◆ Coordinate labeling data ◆
============================================================

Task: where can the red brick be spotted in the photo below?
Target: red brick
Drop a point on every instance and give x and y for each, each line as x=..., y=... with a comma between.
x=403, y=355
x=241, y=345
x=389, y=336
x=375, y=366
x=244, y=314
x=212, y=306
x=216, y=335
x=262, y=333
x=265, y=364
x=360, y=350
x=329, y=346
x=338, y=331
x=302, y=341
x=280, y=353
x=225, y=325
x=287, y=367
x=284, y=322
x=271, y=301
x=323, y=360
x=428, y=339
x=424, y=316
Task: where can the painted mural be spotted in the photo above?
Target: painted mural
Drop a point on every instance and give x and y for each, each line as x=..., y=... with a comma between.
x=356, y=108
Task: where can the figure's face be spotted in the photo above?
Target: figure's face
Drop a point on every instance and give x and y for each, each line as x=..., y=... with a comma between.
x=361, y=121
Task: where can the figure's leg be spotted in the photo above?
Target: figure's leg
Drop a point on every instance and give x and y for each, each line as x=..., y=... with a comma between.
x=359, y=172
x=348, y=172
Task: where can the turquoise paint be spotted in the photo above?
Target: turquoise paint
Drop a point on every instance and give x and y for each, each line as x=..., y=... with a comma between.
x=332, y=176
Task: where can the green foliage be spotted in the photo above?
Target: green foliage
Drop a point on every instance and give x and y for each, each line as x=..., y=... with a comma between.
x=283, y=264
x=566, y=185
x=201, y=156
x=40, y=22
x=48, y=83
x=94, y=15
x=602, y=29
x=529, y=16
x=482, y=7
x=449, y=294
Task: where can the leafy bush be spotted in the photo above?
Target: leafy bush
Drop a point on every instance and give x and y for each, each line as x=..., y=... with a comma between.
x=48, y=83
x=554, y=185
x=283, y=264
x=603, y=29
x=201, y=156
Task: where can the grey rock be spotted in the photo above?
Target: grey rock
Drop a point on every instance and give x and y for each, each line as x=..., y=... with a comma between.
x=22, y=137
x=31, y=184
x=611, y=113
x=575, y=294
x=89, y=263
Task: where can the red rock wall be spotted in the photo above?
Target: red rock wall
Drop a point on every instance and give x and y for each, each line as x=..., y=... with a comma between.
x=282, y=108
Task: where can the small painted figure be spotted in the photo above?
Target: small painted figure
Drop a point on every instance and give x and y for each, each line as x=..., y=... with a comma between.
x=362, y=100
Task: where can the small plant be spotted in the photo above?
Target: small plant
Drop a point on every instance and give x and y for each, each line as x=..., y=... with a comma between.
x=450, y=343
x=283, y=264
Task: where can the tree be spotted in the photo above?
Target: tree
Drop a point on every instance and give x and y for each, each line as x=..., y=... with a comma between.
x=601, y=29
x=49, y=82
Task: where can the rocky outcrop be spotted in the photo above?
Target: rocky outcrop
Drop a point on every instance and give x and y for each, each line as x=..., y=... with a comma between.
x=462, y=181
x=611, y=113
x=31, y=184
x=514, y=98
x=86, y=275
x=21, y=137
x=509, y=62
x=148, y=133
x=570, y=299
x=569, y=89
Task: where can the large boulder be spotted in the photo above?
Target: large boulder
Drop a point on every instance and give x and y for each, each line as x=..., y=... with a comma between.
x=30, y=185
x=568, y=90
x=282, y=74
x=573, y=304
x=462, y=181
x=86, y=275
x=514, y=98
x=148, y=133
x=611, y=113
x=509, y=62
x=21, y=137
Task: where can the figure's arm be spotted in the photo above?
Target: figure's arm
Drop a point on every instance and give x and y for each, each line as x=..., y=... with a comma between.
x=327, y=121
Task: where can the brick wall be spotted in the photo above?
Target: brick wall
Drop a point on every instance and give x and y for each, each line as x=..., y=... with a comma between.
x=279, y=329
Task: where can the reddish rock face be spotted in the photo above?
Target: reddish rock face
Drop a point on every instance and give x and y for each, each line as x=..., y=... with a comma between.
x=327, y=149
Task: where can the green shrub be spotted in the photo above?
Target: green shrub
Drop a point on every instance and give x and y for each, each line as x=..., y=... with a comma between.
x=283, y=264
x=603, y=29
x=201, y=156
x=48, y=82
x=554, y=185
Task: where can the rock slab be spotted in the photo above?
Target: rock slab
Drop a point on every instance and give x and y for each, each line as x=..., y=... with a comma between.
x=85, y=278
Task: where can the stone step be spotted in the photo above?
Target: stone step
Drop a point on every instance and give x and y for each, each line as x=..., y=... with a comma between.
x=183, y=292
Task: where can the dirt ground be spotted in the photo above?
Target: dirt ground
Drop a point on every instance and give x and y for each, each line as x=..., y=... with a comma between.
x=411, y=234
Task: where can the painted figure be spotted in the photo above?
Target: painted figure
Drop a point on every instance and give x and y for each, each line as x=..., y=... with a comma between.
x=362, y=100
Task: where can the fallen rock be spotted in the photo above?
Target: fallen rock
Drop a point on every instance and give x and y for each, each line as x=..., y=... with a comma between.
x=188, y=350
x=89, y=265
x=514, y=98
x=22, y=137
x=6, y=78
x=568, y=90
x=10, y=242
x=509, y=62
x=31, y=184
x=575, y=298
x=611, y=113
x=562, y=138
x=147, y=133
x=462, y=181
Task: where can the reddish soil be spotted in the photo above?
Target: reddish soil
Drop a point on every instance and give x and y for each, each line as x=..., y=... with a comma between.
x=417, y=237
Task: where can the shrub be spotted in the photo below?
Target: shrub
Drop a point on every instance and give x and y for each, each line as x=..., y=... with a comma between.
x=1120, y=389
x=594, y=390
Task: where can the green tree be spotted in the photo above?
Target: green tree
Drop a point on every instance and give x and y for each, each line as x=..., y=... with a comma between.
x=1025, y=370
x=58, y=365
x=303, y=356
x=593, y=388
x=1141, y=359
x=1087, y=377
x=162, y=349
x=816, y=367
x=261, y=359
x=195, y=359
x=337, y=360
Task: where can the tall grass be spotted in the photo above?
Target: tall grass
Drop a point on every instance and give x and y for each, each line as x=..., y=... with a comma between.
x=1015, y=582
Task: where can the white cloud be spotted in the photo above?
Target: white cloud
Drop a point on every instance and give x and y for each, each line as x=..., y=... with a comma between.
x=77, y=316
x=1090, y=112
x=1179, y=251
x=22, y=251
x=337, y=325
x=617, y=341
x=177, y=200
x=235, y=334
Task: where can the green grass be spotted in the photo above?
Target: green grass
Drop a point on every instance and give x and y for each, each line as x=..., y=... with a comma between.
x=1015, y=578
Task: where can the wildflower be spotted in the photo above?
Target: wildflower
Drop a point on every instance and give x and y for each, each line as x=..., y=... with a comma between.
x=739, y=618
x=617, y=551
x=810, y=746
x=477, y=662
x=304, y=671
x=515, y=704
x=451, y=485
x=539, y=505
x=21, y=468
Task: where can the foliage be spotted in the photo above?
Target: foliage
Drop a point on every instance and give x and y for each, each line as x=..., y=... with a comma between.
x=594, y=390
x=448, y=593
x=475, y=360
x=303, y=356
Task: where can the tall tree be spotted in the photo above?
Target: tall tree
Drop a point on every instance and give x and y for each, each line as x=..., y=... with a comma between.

============================================================

◆ What you will do ◆
Rewrite all of the data above, swapping every "Drop a point" for "Place a marker" and changing nothing else.

◆ Solution below ◆
Task: where can the red brick be spotted in the photo below?
Target: red brick
Place a marker on every instance and give x and y for each, each line as x=..., y=... with a comma between.
x=403, y=355
x=241, y=345
x=389, y=336
x=375, y=366
x=244, y=314
x=212, y=306
x=216, y=335
x=262, y=333
x=265, y=364
x=360, y=350
x=329, y=346
x=338, y=331
x=302, y=341
x=280, y=353
x=225, y=325
x=287, y=367
x=284, y=322
x=271, y=301
x=323, y=360
x=428, y=339
x=424, y=316
Task: where can the painted mural be spotted in the photo above?
Target: painted mural
Place a marker on every instance and give x and y for each, each line as x=..., y=... with a comma between.
x=356, y=108
Task: where can the figure's face be spotted in the photo above?
Target: figure's face
Place a marker on every instance and give x and y for each, each line as x=..., y=... with a comma between.
x=361, y=121
Task: where can the figure's leg be spotted in the photo above?
Target: figure's leg
Place a marker on every instance and give x and y for each, each line as x=..., y=... with a comma between.
x=359, y=172
x=348, y=172
Task: where can the turquoise paint be spotted in the photo above?
Target: turquoise paint
Place a marker on every instance and give x and y for each, each line as x=..., y=... with a comma between.
x=332, y=176
Task: where can the green foliage be spotted in the photo above?
Target: green foliage
Place a marker on every instance and give x and y for each, each line as x=..., y=... with a comma between.
x=283, y=264
x=566, y=185
x=201, y=156
x=40, y=22
x=48, y=83
x=94, y=15
x=602, y=29
x=529, y=16
x=482, y=7
x=449, y=294
Task: where can the leafy bush be spotted in the photo above?
Target: leafy bush
Place a marker on every instance and give x and y for each, each line as x=..., y=... with a comma between.
x=48, y=83
x=554, y=185
x=283, y=264
x=603, y=29
x=201, y=156
Task: where can the grey rock be spotted in the photo above?
Target: grey rock
Place a marker on every instance and give x and y for each, each line as x=..., y=... with a comma between.
x=22, y=137
x=31, y=184
x=611, y=113
x=575, y=294
x=89, y=263
Task: where can the red rock wall be spotted in the photo above?
Target: red rock wall
Place a marker on every instance and give x and y for each, each line as x=..., y=... with a comma between.
x=282, y=108
Task: where can the small painted figure be spotted in the photo above?
Target: small painted figure
Place a marker on every instance and give x and y for each, each line as x=..., y=... with a comma between.
x=362, y=100
Task: where can the small plant be spotted in the photo above?
Target: small plant
Place a marker on every instance and give x and y for each, each line as x=..., y=... with a comma between.
x=450, y=343
x=283, y=264
Task: where can the tree be spotted in the photo above?
Target: tree
Place a marker on every instance and give x and y for each, each line as x=..., y=... with a comma between.
x=601, y=29
x=49, y=82
Task: where can the rocky outcrop be spotted in the photo above?
Target: rocky outcrop
Place a marker on every instance and give x and y for each, each line as x=..., y=... with a comma between.
x=462, y=181
x=611, y=113
x=31, y=184
x=514, y=98
x=86, y=275
x=21, y=137
x=509, y=62
x=148, y=133
x=570, y=299
x=569, y=89
Task: where can the large boulder be spotted in the photo above?
Target: large boulder
Place a marker on every instance and give x and y for each, each line as x=..., y=... with a comma between.
x=30, y=185
x=568, y=90
x=282, y=74
x=573, y=304
x=462, y=181
x=86, y=275
x=514, y=98
x=148, y=133
x=611, y=113
x=509, y=62
x=21, y=137
Task: where can the figure's arm be spotted in the photo above?
Target: figure's arm
Place a marker on every instance and give x and y for each, each line as x=..., y=... with a comma between.
x=327, y=121
Task: where can the brick wall be spotted in the photo above?
Target: brick wall
Place a marker on every instance and give x and y for each, each line as x=..., y=... with a comma between.
x=279, y=329
Task: where can the reddish rock face be spotted in the photo above?
Target: reddish rock face
Place a marker on every instance and give x and y for each, each line as x=..., y=... with a comma between.
x=327, y=149
Task: where can the green shrub be spotted in the photo above?
Target: green shrub
Place a marker on every instance and give x and y for each, each line as x=..., y=... with a comma between.
x=283, y=264
x=603, y=29
x=201, y=156
x=48, y=82
x=554, y=185
Task: where can the rock slab be spotted in the photo above?
Target: rock slab
Place a marker on every instance and give x and y for each, each line as x=..., y=... with a comma between.
x=85, y=278
Task: where can the stone step be spotted in the photo above?
Target: stone step
Place a marker on every instance and give x and y for each, each line as x=..., y=... with a comma between.
x=183, y=292
Task: where can the dirt ground be spotted in the photo above?
Target: dirt ground
Place a marker on every instance and give x and y for each, each line as x=..., y=... with a comma between.
x=411, y=234
Task: where can the painted figure be spotted in the photo above?
Target: painted figure
Place a marker on every instance and give x and y for each, each line as x=..., y=... with a comma between.
x=362, y=100
Task: where can the fallen rock be spotted in the photo above?
Target: fallen rock
Place a marker on every instance and give x and y for each, each line as x=..., y=... with a comma between.
x=188, y=350
x=89, y=265
x=514, y=98
x=22, y=137
x=6, y=78
x=568, y=90
x=10, y=242
x=509, y=62
x=31, y=184
x=575, y=298
x=611, y=113
x=562, y=138
x=147, y=133
x=462, y=181
Task: where can the reddish soil be spotted in the photo above?
Target: reddish soil
Place a marker on every instance and give x and y for each, each line as x=..., y=... with a comma between.
x=417, y=237
Task: where can the shrub be spotted in the photo below?
Target: shrub
Place a marker on every instance and give x and y for each, each line as x=..., y=... with a comma between.
x=1120, y=389
x=594, y=390
Task: where can the green tree be spotted in the photo above?
Target: green tree
Place a marker on every instance and give x and y for each, each line as x=..., y=... with a comma between.
x=1025, y=370
x=58, y=365
x=303, y=356
x=593, y=388
x=1141, y=359
x=1087, y=377
x=162, y=349
x=816, y=367
x=261, y=359
x=195, y=359
x=337, y=360
Task: where can the tall grass be spotted in the photo above?
Target: tall grass
Place a marker on every instance and give x and y for each, each line as x=..., y=... with a comma between.
x=1015, y=582
Task: where can the white cloud be spotted in the photo above?
Target: white cloud
Place a marker on every instance and give x and y for each, each line as x=..., y=... with a comma between.
x=77, y=316
x=1090, y=112
x=1179, y=251
x=22, y=251
x=337, y=325
x=617, y=341
x=177, y=200
x=235, y=334
Task: where can the green grass be spotted in the photo above?
Target: green grass
Place a marker on every instance and give x and y for each, each line as x=..., y=... with a comma between.
x=1015, y=578
Task: where can the wildflower be spotted in the photo above?
Target: wildflower
Place a marker on every instance and give x and y for each, each line as x=..., y=... with a comma between.
x=739, y=618
x=617, y=551
x=810, y=746
x=477, y=662
x=304, y=671
x=515, y=704
x=451, y=485
x=539, y=505
x=21, y=468
Task: where can the foliage be spotted in the photo above?
Target: foliage
Place a marker on every instance and give x and y for each, each line as x=..., y=... with a comma between.
x=594, y=390
x=448, y=593
x=475, y=360
x=303, y=356
Task: where can the tall tree be spotted in the photo above?
Target: tall tree
Place a marker on every instance and give x and y for each, each line as x=..., y=... with a comma between.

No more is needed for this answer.